-- Source document follows --
- Born: 2000 (age 25–26)
- Education: University of Texas at Austin (BS) University of Washington (PhD)
- Awards: Maryam Mirzakhani New Frontiers Prize (2025)
- Scientific career
- Fields: Theoretical computer science Quantum computing
- Doctoral advisor: James Lee
- Other academic advisors: Scott Aaronson
- Website: ewintang.com

= Ewin Tang =

American computer scientist (born 2000)

Ewin Tang (born 2000) is a computer scientist at the University of California, Berkeley. She was named as one of 2019 Science Forbes 30 Under 30 for her work developing classical algorithms which matched the performance of the fastest known quantum algorithms, done as an undergraduate under the supervision of Scott Aaronson.

== Early life and education ==
Tang skipped the fourth, fifth, and sixth grades to take courses at a local high school and at the University of Texas at Arlington at the age of 10, and then enrolled at the University of Texas at Austin at the age of 14.

Tang first began research working with her mother, Wen-Jing Hu, in the nanotechnology laboratory of her father, Liping Tang. Together they worked on in vivo imaging for biomedical research such as optical probes to view polarized macrophages during foreign body reactions, bacterial infection, fibrin deposition, and real-time detection of neutrophil responses. In 2014 Tang was awarded an honorable mention for the Davidson Fellowship.

In 2017 Tang took a class on quantum computing from Scott Aaronson, who recognized her as an "unusually talented student" and became her undergraduate thesis advisor. Tang eventually developed a new classical algorithm for a matrix completion problem, motivated by applications to recommendation systems. The algorithm became the basis of her undergraduate thesis A quantum-inspired classical algorithm for recommendation systems and she received a BS in computer science and pure mathematics from UT Austin in 2018.

In 2018 Tang was named as a University of Texas at Austin Dean's Honored Graduate in computer science, having maintained a 4.0 grade-point average.

In 2023 Tang completed her Ph.D. in theoretical computer science at the University of Washington under the supervision of James Lee, where she continued her undergraduate work on quantum-inspired classical algorithms for other problems, such as principal component analysis and low-rank stochastic regression.
-- Source document concluded --
■ Parts of the exercise
**A)** In the Ewin Tang biography, at what age did Tang enroll at the University of Texas at Austin?
**B)** Echo the Ewin Tang biography word for word, starting at "Ewin Tang (born" and ending at "of Scott Aaronson.".
-- Data listing follows --
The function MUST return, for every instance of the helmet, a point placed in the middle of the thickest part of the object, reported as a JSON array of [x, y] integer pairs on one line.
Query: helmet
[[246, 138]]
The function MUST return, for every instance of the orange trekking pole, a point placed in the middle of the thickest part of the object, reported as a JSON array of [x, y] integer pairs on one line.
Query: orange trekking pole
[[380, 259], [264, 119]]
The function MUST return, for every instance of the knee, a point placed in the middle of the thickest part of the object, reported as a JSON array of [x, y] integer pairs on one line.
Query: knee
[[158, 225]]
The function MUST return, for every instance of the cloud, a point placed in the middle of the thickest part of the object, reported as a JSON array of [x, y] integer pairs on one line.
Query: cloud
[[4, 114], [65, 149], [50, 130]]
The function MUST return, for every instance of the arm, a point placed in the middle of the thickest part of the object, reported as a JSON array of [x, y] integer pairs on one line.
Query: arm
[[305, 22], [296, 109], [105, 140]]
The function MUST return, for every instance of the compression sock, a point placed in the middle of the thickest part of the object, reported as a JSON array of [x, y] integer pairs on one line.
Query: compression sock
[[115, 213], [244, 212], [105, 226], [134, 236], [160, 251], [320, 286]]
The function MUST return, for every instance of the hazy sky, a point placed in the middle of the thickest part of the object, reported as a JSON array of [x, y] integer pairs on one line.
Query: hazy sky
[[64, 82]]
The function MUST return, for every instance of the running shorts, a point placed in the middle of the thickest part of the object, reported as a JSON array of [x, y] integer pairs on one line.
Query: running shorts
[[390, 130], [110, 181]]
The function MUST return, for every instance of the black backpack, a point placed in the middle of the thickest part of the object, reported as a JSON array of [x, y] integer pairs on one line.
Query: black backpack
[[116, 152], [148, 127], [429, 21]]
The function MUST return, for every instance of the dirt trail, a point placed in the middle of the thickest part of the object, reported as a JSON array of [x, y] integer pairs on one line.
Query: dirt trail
-- Data listing concluded --
■ Responses for each task
**A)** At the age of 14.

**B)**
Ewin Tang (born 2000) is a computer scientist at the University of California, Berkeley. She was named as one of 2019 Science Forbes 30 Under 30 for her work developing classical algorithms which matched the performance of the fastest known quantum algorithms, done as an undergraduate under the supervision of Scott Aaronson.